[start of RECORDS SHOWN]

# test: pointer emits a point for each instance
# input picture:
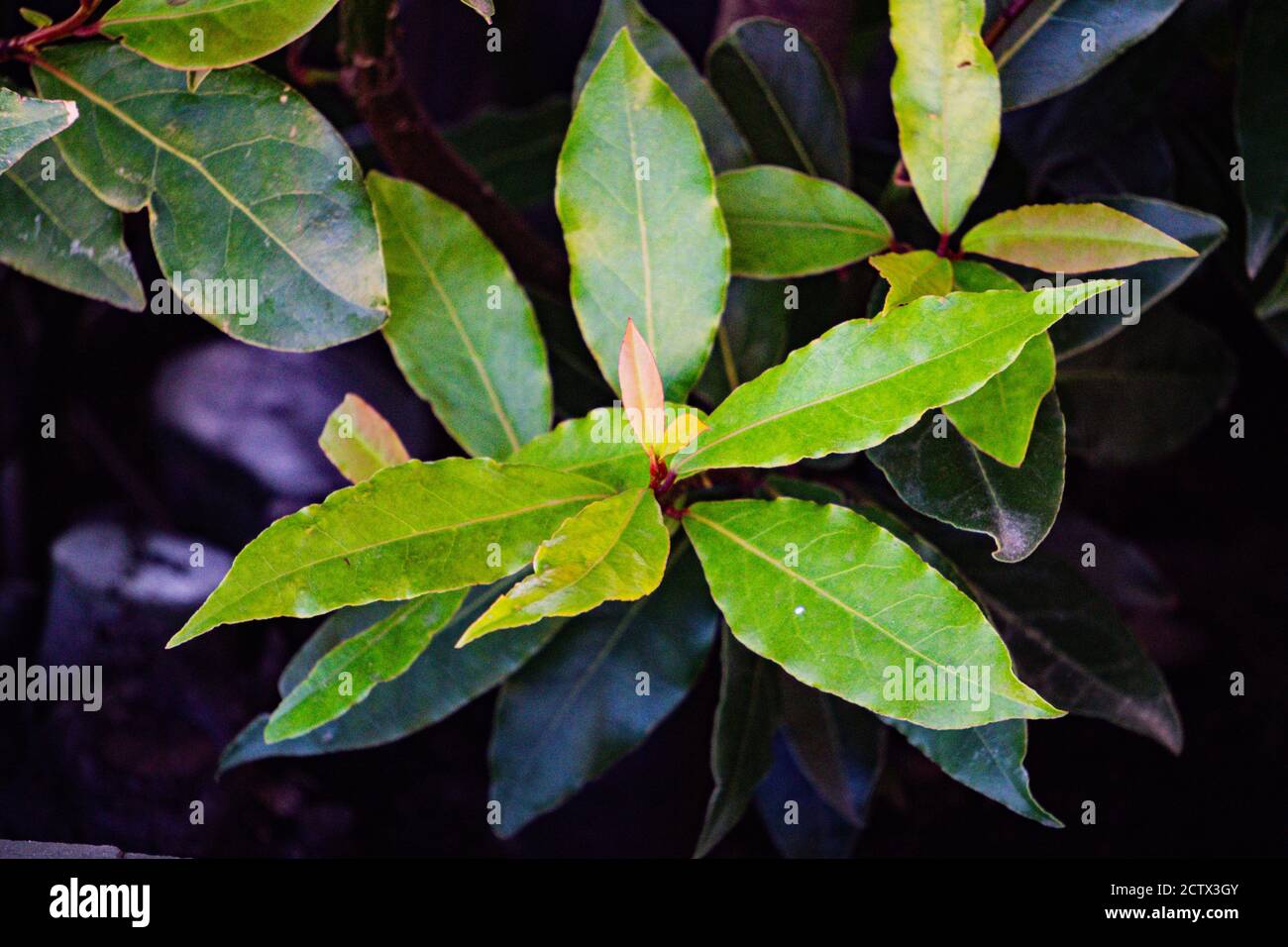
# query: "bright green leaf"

[end of RECORDS SHOWN]
[start of RECORDS SHOWN]

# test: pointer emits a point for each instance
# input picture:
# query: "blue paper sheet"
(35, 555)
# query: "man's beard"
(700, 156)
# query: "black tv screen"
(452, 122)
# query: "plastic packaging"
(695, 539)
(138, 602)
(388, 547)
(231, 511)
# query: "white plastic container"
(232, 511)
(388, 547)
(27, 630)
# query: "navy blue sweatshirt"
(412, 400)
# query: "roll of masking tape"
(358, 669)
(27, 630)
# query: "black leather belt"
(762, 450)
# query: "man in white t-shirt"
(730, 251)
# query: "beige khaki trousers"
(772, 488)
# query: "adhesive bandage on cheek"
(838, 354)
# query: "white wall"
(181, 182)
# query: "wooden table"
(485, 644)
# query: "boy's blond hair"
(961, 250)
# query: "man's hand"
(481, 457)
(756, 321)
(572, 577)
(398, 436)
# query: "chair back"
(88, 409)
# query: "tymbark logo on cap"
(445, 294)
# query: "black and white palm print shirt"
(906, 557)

[end of RECORDS SHOWN]
[start of RECORDS SHOWN]

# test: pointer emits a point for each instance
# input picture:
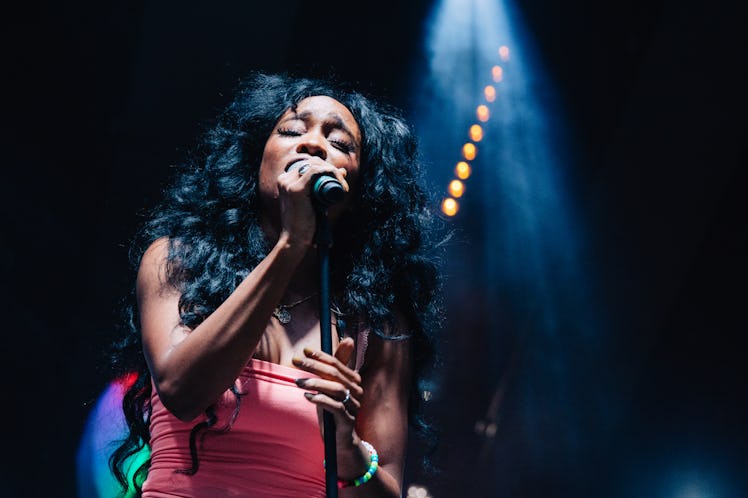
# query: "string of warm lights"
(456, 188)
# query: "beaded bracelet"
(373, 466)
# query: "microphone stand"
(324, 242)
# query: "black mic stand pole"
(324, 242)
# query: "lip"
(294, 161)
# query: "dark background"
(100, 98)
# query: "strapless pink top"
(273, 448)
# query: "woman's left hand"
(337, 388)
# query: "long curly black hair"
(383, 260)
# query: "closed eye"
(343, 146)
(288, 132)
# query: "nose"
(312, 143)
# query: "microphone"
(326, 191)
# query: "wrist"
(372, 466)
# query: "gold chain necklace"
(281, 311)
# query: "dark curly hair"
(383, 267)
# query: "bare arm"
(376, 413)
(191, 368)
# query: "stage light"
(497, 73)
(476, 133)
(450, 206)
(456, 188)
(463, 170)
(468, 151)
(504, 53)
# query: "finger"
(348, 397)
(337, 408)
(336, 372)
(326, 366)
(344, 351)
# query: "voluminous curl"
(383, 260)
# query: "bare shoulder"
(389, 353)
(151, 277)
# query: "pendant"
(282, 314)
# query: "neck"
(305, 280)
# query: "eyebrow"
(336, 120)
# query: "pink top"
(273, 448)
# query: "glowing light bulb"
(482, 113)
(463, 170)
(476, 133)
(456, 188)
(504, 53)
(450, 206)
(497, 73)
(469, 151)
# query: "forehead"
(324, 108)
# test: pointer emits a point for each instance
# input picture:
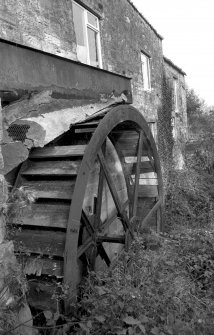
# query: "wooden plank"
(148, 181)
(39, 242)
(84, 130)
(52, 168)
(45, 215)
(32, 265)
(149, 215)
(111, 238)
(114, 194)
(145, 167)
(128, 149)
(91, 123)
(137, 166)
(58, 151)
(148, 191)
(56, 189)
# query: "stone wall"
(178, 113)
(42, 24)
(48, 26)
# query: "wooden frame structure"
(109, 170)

[end of RECORDS SHOWN]

> [WORK REQUIRED]: Tally the lines in the items above that contain the string "microphone", matching case exactly. Give only the number.

> [ANSWER TO THIS TASK]: 2